_Document:_
━━━
Read The American Vice Presidency Online
Authors: Jules Witcover
The developments that produced this outcome were among the more bizarre in national election annals. Polk was a disciple and favorite of Andrew Jackson, the former president and a fellow Tennessean. Dallas saw in Polk a vehicle to help restore the Jacksonian Democracy by making him the running mate of the Democratic front-runner former president Van Buren, seeking to regain the White House. The Little Magician first needed to claim the nomination in a large field in order to take on his old nemesis, Henry Clay, the Whig nominee, in the November election. But he was well ahead in delegates pledged to him. Early in April, Polk visited Jackson at his Hermitage mansion to discuss the strategy to team himself with Van Buren.
━━━
_Raw data:_
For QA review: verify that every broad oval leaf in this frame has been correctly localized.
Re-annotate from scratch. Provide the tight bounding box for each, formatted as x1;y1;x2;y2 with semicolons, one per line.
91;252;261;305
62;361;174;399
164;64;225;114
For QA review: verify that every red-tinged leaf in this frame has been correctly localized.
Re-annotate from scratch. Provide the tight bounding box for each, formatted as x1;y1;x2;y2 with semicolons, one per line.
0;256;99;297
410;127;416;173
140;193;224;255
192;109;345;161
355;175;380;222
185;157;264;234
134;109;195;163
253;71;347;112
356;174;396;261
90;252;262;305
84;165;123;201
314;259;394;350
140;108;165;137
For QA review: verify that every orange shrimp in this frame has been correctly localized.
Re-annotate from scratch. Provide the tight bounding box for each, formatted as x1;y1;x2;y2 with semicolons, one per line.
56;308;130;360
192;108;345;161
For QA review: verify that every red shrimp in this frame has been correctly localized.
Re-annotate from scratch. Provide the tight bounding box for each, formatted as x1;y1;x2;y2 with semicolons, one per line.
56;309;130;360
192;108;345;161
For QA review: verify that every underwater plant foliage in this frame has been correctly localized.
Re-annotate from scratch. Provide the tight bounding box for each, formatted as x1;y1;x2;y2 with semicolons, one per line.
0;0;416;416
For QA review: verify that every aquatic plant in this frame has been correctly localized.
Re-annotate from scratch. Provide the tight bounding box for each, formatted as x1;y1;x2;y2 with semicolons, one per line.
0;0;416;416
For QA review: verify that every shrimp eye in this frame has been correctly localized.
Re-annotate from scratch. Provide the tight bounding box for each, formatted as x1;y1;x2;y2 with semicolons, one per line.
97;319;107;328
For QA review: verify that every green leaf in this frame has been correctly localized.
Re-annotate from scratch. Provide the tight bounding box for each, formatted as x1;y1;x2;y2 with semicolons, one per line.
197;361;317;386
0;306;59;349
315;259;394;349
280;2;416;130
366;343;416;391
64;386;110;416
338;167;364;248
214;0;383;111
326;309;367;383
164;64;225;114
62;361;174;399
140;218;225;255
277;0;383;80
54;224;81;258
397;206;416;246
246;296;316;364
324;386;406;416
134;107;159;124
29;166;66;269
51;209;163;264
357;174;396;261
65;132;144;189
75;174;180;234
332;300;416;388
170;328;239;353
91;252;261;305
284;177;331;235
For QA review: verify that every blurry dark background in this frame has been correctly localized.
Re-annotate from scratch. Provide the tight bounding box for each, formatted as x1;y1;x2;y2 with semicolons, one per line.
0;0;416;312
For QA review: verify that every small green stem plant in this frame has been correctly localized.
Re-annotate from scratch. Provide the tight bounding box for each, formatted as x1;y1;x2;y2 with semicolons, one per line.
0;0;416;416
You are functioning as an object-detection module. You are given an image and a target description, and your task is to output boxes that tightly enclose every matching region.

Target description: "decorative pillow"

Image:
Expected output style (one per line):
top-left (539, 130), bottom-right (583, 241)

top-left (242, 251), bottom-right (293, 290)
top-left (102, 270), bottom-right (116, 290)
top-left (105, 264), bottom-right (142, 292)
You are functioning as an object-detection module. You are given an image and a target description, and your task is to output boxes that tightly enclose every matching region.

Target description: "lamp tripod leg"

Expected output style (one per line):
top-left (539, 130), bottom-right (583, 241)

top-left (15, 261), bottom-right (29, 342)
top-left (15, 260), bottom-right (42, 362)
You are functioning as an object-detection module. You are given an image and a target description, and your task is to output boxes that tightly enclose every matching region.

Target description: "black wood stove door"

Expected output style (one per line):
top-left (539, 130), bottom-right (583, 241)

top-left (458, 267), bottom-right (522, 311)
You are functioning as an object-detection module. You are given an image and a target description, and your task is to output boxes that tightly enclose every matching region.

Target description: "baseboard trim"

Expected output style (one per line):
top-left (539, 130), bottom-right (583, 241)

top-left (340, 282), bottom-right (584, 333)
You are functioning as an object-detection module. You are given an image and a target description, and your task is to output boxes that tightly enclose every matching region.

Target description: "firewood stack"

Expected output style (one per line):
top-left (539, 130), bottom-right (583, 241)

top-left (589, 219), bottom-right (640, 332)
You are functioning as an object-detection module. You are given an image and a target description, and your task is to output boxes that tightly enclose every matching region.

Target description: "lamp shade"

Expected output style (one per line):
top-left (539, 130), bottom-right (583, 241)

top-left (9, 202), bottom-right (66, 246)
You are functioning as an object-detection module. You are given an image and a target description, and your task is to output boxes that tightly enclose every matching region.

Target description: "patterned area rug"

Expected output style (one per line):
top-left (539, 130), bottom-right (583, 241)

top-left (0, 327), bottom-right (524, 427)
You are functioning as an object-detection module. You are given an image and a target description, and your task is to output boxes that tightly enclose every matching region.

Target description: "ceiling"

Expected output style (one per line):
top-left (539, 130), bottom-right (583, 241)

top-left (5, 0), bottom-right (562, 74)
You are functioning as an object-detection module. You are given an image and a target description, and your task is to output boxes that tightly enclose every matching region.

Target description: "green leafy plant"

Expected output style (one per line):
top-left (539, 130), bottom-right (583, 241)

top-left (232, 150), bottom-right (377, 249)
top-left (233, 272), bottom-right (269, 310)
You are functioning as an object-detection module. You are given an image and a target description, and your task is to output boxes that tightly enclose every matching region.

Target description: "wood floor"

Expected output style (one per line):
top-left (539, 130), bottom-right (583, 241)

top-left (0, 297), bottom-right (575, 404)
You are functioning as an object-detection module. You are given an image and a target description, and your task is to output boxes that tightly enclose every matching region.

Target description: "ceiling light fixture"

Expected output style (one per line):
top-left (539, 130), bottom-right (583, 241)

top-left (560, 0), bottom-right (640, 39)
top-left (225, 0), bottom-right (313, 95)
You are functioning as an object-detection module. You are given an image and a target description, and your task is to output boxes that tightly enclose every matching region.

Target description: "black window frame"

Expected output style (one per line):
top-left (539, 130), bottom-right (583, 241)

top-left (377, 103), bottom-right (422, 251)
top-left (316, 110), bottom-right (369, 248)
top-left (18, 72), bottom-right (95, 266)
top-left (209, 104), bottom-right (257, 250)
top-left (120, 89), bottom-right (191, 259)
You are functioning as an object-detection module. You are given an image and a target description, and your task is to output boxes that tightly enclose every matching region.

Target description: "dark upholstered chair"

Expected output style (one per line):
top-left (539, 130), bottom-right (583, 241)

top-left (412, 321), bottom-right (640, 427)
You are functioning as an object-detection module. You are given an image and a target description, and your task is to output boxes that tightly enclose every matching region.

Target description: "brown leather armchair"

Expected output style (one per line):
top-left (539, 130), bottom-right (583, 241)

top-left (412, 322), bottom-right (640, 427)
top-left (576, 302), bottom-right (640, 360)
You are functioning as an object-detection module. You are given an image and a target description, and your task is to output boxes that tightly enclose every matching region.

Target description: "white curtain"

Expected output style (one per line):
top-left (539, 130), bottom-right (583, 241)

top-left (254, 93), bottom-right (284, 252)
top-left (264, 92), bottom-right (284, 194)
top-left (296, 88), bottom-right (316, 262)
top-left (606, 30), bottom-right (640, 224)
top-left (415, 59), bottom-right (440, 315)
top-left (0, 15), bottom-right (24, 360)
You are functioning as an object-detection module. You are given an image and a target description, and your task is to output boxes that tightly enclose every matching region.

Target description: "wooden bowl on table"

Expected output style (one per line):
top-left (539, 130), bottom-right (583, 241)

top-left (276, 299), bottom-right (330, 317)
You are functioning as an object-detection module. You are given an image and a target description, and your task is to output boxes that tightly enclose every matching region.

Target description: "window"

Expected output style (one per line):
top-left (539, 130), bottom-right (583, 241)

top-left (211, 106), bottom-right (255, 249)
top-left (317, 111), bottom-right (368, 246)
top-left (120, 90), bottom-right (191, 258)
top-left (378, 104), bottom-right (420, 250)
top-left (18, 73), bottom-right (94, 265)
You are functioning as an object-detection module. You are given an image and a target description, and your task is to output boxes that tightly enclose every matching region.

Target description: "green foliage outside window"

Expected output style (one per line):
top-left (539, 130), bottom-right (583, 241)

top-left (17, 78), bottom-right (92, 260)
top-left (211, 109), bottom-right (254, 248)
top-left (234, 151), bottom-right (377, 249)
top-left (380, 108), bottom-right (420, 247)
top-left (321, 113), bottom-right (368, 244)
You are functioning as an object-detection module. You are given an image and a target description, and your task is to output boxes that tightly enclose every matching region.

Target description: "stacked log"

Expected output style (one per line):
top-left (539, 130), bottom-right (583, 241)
━━━
_Challenges:_
1. Print everything in the vice presidency excerpt from "Read The American" down to "with Van Buren.", word for word.
2. Write what comes next in the vice presidency excerpt, starting right after its final sentence.

_The responses:_
1.
Read The American Vice Presidency Online
Authors: Jules Witcover
The developments that produced this outcome were among the more bizarre in national election annals. Polk was a disciple and favorite of Andrew Jackson, the former president and a fellow Tennessean. Dallas saw in Polk a vehicle to help restore the Jacksonian Democracy by making him the running mate of the Democratic front-runner former president Van Buren, seeking to regain the White House. The Little Magician first needed to claim the nomination in a large field in order to take on his old nemesis, Henry Clay, the Whig nominee, in the November election. But he was well ahead in delegates pledged to him. Early in April, Polk visited Jackson at his Hermitage mansion to discuss the strategy to team himself with Van Buren.

2.
Several days later, in separate newspapers and apparently without collusion, Van Buren and Clay each declared his strong opposition to the annexation of the recently independent Republic of Texas. Rather than thus removing the issue from the campaign, their comments proved to destroy the presidential aspirations of both men. Public opinion for bringing Texas into the Union was very strong; Van Buren’s impolitic statement would soon cost him the Democratic nomination and ignite a Jackson plan to put “Young Hickory” Polk on a path to the presidency.
Other circumstances that would provide Polk a more direct and immediate route were at work, however. Jackson told Polk the plan had to be revised with Polk replacing Van Buren as the Jacksonian nominee. With
Clay so openly and categorically opposed to the annexation, the Democrats now clearly needed and wanted a pro-annexation nominee. Jackson earlier had embraced pro-annexation, saying, “The god of the universe … intended this great valley [Texas] to belong to one nation,”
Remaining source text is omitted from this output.